──────── MATERIAL FOR THE TASK ────────

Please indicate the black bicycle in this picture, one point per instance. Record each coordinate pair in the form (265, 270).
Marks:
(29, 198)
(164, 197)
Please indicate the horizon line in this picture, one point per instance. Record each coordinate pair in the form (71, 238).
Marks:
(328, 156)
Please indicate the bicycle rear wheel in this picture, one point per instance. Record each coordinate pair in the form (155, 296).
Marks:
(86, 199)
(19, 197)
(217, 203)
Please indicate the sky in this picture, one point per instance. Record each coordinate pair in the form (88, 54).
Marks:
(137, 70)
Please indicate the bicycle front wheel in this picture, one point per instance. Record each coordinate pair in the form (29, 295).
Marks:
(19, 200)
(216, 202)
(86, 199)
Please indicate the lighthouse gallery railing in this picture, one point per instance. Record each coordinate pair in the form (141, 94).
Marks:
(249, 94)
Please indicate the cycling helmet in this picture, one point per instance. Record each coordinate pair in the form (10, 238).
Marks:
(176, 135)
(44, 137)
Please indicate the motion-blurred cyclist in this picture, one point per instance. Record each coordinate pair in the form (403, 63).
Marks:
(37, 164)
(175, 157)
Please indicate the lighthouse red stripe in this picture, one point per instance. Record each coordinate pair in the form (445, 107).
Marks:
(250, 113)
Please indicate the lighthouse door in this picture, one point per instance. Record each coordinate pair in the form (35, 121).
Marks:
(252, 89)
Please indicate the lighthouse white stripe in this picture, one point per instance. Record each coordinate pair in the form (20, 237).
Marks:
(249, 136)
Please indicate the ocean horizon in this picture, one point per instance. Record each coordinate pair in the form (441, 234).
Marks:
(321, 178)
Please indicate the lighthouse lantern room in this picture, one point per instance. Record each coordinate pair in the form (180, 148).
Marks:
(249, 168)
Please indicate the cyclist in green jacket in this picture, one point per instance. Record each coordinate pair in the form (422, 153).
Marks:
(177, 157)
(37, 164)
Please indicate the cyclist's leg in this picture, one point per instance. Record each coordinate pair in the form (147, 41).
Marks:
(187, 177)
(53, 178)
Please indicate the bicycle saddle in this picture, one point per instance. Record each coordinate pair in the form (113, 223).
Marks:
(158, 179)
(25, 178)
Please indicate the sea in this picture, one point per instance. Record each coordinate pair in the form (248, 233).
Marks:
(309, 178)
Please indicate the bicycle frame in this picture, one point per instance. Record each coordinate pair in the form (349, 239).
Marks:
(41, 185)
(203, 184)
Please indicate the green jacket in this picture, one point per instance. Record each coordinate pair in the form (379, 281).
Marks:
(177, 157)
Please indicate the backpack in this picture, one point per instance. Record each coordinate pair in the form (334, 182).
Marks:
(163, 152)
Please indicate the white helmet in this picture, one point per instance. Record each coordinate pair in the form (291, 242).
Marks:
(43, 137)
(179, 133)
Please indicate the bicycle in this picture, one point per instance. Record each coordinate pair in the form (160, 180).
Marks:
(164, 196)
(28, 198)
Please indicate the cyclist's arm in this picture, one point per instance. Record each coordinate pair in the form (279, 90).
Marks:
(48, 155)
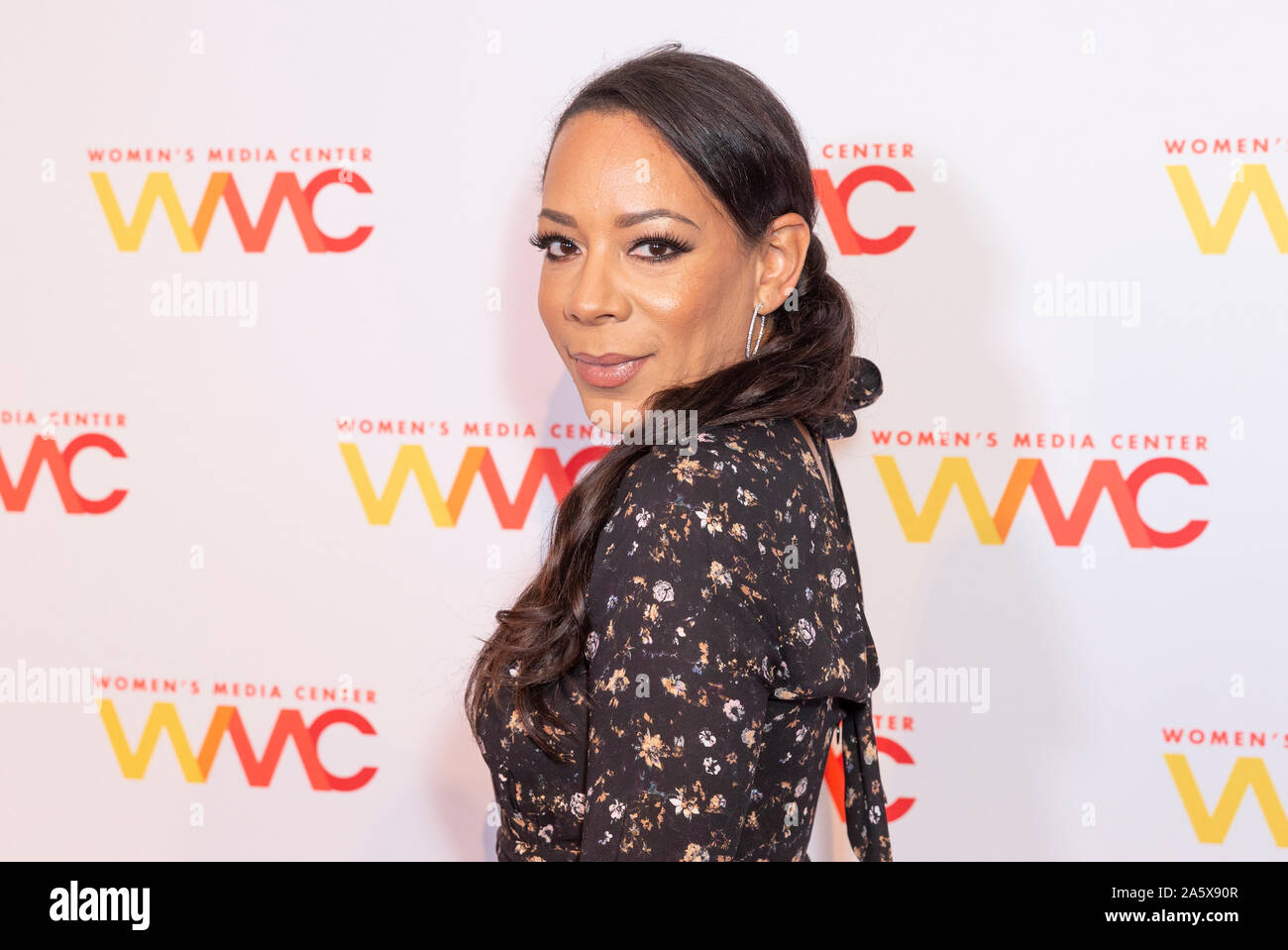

────────

EXERCISE GOAL
An exact repeat of all the data is required, pictures excluded.

SOLVED EXERCISE
Please indicate the black bicycle in this picture, one point per instance. Record each coordinate pair in the form (265, 270).
Marks:
(29, 198)
(164, 197)
Please indicate the horizon line in this picture, one point per instance. Record each coordinate pair in the form (71, 238).
Marks:
(328, 156)
Please indicate the bicycle rear wheel in this picture, one point per instance. Record each coordinate pair in the form (155, 296).
Marks:
(86, 199)
(19, 197)
(217, 203)
Please indicate the sky in this picture, one point per instance. Record each coordinate pair in the form (88, 54).
Marks:
(137, 70)
Please indicate the bicycle front wheel in this picture, one point per instance. Record each coordinate pair in the form (29, 295).
Marks:
(19, 200)
(216, 202)
(86, 199)
Please indicate the lighthouse gallery railing in this picture, one point per instance. Record each coordinate pair in the form (141, 94).
Marks:
(249, 94)
Please indicate the cycling helmet in this picture, one point per instance. Record each coordinate pair in the form (10, 238).
Marks:
(176, 135)
(44, 137)
Please indicate the motion-blurred cyclist in this picture, one point per instance. Record each coordinate pair in the form (403, 63).
Marks:
(37, 164)
(175, 157)
Please indicate the lighthouse red stripe in this picture, one point per instance. Record each coordinate pair in the form (445, 107).
Marks:
(250, 113)
Please indicate the lighthouse door in this picture, one point per instance. Record each coordinate pair in the form (35, 121).
Marks:
(252, 89)
Please indicate the lighthouse white stripe in this picture, one point per instance. Record each coordinate pair in the form (20, 237).
Marks:
(249, 136)
Please indicate the ocean horizon in this picture, one point per instance. Record each coordinate pair in the form (441, 234).
Marks:
(321, 178)
Please indicate the lighthouse lantern room in this picture, one point per instance. Record each coordinate pair in the form (180, 148).
Marks:
(249, 168)
Please indicate the cyclist in green jacket in this picture, one point per instance. Record each coordinate pair in the form (422, 153).
Marks:
(177, 157)
(37, 164)
Please indicate the cyclist's leg in this picture, one point per instance. Record each coordinate pair in the form (147, 41).
Marks:
(187, 177)
(53, 178)
Please indicate the bicycle saddle in this picture, one point per instance. Record each coordinate pair in the form (113, 223).
Marks:
(158, 179)
(25, 178)
Please indicate the sea in this picture, one point per instance. Record each coordinate pair in the form (248, 233).
Marks:
(309, 178)
Please indicate the bicycle frame in this picture, one point per instance. Record each coordinate pair in the form (349, 239).
Marks:
(41, 185)
(203, 184)
Please indicate the green jacket in this picture, one point per instance. Record each coordinate pair in the form (379, 281).
Marks:
(177, 157)
Please indicate the backpack in this picture, one point per instance. Record each coordinate pair in the form (334, 182).
Marks:
(163, 152)
Please indicate the white helmet in this picture, one point per instance. Record each coordinate pair in the form (291, 242).
Marks:
(43, 137)
(179, 133)
Please indicate the bicycle in this picture, one point per instance. Record each coordinate pair in the form (160, 180).
Marks:
(164, 196)
(28, 198)
Please indicate the cyclist's arm in this picture, one point per instance. Record each coordinate pair in the form (279, 90).
Marks:
(48, 155)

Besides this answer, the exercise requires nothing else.